# EXERCISE:
Each record must be reproduced exactly as it is shown.

Items listed in a dataset:
——————————

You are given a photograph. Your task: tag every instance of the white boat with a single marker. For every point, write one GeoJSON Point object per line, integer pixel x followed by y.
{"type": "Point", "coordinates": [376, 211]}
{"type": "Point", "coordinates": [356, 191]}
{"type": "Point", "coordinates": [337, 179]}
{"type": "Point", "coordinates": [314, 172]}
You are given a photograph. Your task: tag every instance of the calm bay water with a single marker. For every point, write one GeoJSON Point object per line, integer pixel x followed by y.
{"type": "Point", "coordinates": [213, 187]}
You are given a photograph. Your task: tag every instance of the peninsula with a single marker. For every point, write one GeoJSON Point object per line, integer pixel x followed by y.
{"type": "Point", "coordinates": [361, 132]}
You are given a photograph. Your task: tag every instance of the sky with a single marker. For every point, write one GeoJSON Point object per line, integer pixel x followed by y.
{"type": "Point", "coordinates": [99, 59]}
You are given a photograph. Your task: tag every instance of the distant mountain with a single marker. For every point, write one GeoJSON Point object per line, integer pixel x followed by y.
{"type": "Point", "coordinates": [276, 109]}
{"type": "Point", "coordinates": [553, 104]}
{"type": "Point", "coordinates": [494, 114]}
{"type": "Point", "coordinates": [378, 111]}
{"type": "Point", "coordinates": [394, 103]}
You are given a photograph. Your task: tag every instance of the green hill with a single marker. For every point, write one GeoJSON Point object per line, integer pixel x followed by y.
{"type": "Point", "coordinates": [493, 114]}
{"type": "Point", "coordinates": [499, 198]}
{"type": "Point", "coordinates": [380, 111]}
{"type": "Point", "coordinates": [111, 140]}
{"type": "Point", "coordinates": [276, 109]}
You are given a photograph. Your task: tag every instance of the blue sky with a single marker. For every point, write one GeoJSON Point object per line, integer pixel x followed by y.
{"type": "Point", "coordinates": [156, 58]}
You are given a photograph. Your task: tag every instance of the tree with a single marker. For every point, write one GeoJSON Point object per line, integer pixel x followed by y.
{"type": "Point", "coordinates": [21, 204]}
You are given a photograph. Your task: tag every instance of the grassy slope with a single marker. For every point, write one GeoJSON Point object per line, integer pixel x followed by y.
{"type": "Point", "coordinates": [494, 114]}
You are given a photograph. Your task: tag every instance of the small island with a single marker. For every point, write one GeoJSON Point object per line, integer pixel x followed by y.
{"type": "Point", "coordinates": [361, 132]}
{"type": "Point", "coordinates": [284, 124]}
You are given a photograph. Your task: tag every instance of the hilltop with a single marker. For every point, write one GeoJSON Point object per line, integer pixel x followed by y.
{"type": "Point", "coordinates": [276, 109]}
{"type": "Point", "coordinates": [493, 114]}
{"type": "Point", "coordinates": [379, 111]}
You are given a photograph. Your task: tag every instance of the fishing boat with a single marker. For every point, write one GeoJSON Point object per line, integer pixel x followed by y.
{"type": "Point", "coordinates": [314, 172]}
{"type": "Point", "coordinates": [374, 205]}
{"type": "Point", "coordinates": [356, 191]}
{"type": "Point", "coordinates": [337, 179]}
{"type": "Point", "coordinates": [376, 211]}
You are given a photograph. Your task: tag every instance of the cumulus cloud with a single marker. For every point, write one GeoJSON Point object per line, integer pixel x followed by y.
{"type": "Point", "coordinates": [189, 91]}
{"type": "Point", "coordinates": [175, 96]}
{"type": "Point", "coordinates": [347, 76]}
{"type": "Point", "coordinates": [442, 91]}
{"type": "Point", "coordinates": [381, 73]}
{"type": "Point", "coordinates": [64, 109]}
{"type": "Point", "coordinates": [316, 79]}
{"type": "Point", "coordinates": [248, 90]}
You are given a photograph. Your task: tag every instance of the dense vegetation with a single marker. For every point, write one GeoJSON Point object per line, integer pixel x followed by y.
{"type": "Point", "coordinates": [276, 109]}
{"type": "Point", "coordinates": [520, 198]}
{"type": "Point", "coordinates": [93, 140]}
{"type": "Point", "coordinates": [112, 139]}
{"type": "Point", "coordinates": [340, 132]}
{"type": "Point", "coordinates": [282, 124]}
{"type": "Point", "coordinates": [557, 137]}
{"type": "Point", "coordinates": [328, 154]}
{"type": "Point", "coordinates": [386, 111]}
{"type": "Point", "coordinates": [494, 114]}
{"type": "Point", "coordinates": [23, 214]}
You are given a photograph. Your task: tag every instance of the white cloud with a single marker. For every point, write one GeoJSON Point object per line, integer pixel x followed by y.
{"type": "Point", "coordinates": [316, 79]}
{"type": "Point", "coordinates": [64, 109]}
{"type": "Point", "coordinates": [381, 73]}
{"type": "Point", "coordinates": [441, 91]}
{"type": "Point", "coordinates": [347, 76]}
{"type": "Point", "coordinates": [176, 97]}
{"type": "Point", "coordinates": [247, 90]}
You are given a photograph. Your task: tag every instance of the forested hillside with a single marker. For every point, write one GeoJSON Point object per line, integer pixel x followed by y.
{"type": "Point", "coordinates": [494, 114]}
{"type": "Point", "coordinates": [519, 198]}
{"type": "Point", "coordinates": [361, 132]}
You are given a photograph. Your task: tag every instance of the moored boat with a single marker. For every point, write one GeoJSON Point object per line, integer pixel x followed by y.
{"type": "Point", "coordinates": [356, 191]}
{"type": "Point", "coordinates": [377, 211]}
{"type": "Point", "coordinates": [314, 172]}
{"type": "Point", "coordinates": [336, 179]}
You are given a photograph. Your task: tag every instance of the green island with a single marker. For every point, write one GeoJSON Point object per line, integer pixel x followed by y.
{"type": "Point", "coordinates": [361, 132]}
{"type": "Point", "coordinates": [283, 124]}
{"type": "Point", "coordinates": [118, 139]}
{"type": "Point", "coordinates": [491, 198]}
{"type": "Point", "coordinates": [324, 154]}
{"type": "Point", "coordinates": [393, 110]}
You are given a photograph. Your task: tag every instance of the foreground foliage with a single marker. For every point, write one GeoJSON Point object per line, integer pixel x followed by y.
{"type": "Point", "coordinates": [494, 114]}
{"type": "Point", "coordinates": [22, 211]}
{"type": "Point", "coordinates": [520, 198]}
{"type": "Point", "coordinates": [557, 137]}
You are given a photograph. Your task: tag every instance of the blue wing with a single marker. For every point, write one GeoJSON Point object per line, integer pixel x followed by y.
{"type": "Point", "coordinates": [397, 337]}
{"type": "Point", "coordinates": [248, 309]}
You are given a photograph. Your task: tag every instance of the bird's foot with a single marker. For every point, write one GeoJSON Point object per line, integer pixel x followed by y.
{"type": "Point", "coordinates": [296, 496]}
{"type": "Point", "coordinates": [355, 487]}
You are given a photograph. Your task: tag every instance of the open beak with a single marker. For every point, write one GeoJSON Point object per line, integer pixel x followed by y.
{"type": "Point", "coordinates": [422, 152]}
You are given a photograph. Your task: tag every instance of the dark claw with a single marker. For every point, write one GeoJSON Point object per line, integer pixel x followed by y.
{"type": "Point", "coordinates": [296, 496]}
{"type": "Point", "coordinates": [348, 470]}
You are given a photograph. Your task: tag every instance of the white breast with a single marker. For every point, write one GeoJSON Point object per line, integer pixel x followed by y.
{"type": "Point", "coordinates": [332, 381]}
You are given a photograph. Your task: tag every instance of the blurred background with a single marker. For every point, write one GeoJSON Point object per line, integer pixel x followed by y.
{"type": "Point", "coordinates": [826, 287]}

——————————

# WRITTEN RESPONSE:
You are given a photograph. Your task: tag every instance of the white boat with a single marker. For every point, write one GeoJSON Point object per line, integer pixel x followed by y.
{"type": "Point", "coordinates": [376, 211]}
{"type": "Point", "coordinates": [356, 191]}
{"type": "Point", "coordinates": [337, 179]}
{"type": "Point", "coordinates": [314, 172]}
You are given a photograph. Your task: tag every instance of the calm bay water with a single marker. For every point, write one GeoJSON Point object per line, integer pixel x followed by y.
{"type": "Point", "coordinates": [213, 187]}
You are given a photograph. Your task: tag every instance of the peninsula with a single marker. For every point, write one GeoJSON Point object per line, integer pixel x followed by y.
{"type": "Point", "coordinates": [361, 132]}
You are given a photograph. Your task: tag every instance of the sky with a single marker. For every point, write one GeoJSON Point object per line, integer pixel x followed by y.
{"type": "Point", "coordinates": [99, 59]}
You are given a photograph. Your task: tag every instance of the distant mountain with a single marker. For every point, write one GeoJSON Point object per line, integer pixel x followed by y.
{"type": "Point", "coordinates": [276, 109]}
{"type": "Point", "coordinates": [553, 104]}
{"type": "Point", "coordinates": [494, 114]}
{"type": "Point", "coordinates": [378, 111]}
{"type": "Point", "coordinates": [394, 103]}
You are given a photograph. Your task: tag every instance of the green hill with a single marker. For every point, write one GeoJSON Point object per line, integer pixel x followed by y.
{"type": "Point", "coordinates": [493, 114]}
{"type": "Point", "coordinates": [499, 198]}
{"type": "Point", "coordinates": [380, 111]}
{"type": "Point", "coordinates": [111, 140]}
{"type": "Point", "coordinates": [276, 109]}
You are given a photograph. Your task: tag every instance of the blue sky with a single marker. For every point, write one GeoJSON Point object per line, integer pixel x followed by y.
{"type": "Point", "coordinates": [156, 58]}
You are given a photograph. Your task: tag every instance of the tree with a single marker. For every point, write one GeoJSON Point object per line, integer pixel x followed by y.
{"type": "Point", "coordinates": [21, 204]}
You are given a photograph. Your task: tag every instance of the grassy slope with a single marker. For every point, write one GeoJSON Point object per line, integer pixel x followed by y.
{"type": "Point", "coordinates": [494, 114]}
You are given a photograph. Your task: tag every instance of the small island with a single marker. For every point, write one GeoJSON Point object per line, integer pixel x followed by y.
{"type": "Point", "coordinates": [361, 132]}
{"type": "Point", "coordinates": [284, 124]}
You are given a photograph. Your task: tag every instance of the hilltop with a single marker. For every point, write one GeoJSON Point object per line, integer pixel x followed by y.
{"type": "Point", "coordinates": [276, 109]}
{"type": "Point", "coordinates": [493, 114]}
{"type": "Point", "coordinates": [379, 111]}
You are given a photograph. Your task: tag every instance of the fishing boat with a single marker. For every point, write one GeoJSON Point object per line, integer pixel x followed by y.
{"type": "Point", "coordinates": [314, 172]}
{"type": "Point", "coordinates": [374, 205]}
{"type": "Point", "coordinates": [356, 191]}
{"type": "Point", "coordinates": [337, 179]}
{"type": "Point", "coordinates": [376, 211]}
You are given a photograph. Your task: tag every instance of the cumulus cloud with a single marker. For every point, write one GeoJSON Point object per line, integer pixel x followed by y.
{"type": "Point", "coordinates": [189, 91]}
{"type": "Point", "coordinates": [175, 96]}
{"type": "Point", "coordinates": [347, 76]}
{"type": "Point", "coordinates": [442, 91]}
{"type": "Point", "coordinates": [381, 73]}
{"type": "Point", "coordinates": [64, 109]}
{"type": "Point", "coordinates": [316, 79]}
{"type": "Point", "coordinates": [248, 90]}
You are given a photograph. Your task: tag every instance of the dense vegetation with a single marker. For every point, write one GeoJSON Point object per line, integer pixel x followed by y.
{"type": "Point", "coordinates": [276, 109]}
{"type": "Point", "coordinates": [520, 198]}
{"type": "Point", "coordinates": [93, 140]}
{"type": "Point", "coordinates": [112, 139]}
{"type": "Point", "coordinates": [340, 132]}
{"type": "Point", "coordinates": [282, 124]}
{"type": "Point", "coordinates": [557, 137]}
{"type": "Point", "coordinates": [328, 154]}
{"type": "Point", "coordinates": [386, 111]}
{"type": "Point", "coordinates": [494, 114]}
{"type": "Point", "coordinates": [23, 214]}
You are given a photograph. Your task: tag every instance of the white cloud with a single marker. For every point, write one GeoJSON Point object per line, integer pixel x followed by y.
{"type": "Point", "coordinates": [316, 79]}
{"type": "Point", "coordinates": [64, 109]}
{"type": "Point", "coordinates": [381, 73]}
{"type": "Point", "coordinates": [441, 91]}
{"type": "Point", "coordinates": [347, 76]}
{"type": "Point", "coordinates": [176, 97]}
{"type": "Point", "coordinates": [247, 90]}
You are given a photograph. Your task: tag every instance of the forested hillside with a single marker. For every point, write one GeoJSON Point object per line, integer pixel x followed by y.
{"type": "Point", "coordinates": [494, 114]}
{"type": "Point", "coordinates": [519, 198]}
{"type": "Point", "coordinates": [361, 132]}
You are given a photograph. Your task: tag every instance of the moored boat with a single marker. For every point, write one GeoJSON Point object per line, integer pixel x followed by y.
{"type": "Point", "coordinates": [356, 191]}
{"type": "Point", "coordinates": [377, 211]}
{"type": "Point", "coordinates": [314, 172]}
{"type": "Point", "coordinates": [336, 179]}
You are given a photograph. Your task: tag every instance of the green island with a single marker. For every point, write one GeoJSON Point object per line, integer pixel x followed by y.
{"type": "Point", "coordinates": [361, 132]}
{"type": "Point", "coordinates": [283, 124]}
{"type": "Point", "coordinates": [118, 139]}
{"type": "Point", "coordinates": [491, 198]}
{"type": "Point", "coordinates": [324, 154]}
{"type": "Point", "coordinates": [393, 110]}
You are given a photograph. Your task: tag every instance of the foreground foliage with a single marker. For every point, write one GeoJSON Point object per line, integer pixel x followed by y.
{"type": "Point", "coordinates": [494, 114]}
{"type": "Point", "coordinates": [22, 211]}
{"type": "Point", "coordinates": [520, 198]}
{"type": "Point", "coordinates": [557, 137]}
You are given a photograph. Your task: tag every instance of the blue wing with a single marker. For every point, write one GeoJSON Point object per line, integer pixel x followed by y.
{"type": "Point", "coordinates": [397, 337]}
{"type": "Point", "coordinates": [248, 309]}
You are given a photograph. Your task: tag every instance of the bird's foot with a single marker. For every point, write one GeoJSON Point object per line, integer pixel x followed by y.
{"type": "Point", "coordinates": [296, 496]}
{"type": "Point", "coordinates": [355, 487]}
You are given a photograph. Your task: tag every instance of the open beak with a single marker. For every point, write one GeoJSON Point object per line, integer pixel x followed by y.
{"type": "Point", "coordinates": [422, 152]}
You are given a photograph. Your task: tag every instance of the dark claw with a single marker. For every point, write one GeoJSON Point object per line, integer pixel x followed by y.
{"type": "Point", "coordinates": [296, 496]}
{"type": "Point", "coordinates": [348, 470]}
You are given a photograph. Your task: tag every instance of the white breast with a single marker. For every point, write one GeoJSON Point object per line, integer pixel x followed by y.
{"type": "Point", "coordinates": [332, 381]}
You are given a photograph. Your task: tag every instance of the blurred background with a single marker. For every point, write one GeoJSON Point object per line, integer pixel x followed by y.
{"type": "Point", "coordinates": [826, 287]}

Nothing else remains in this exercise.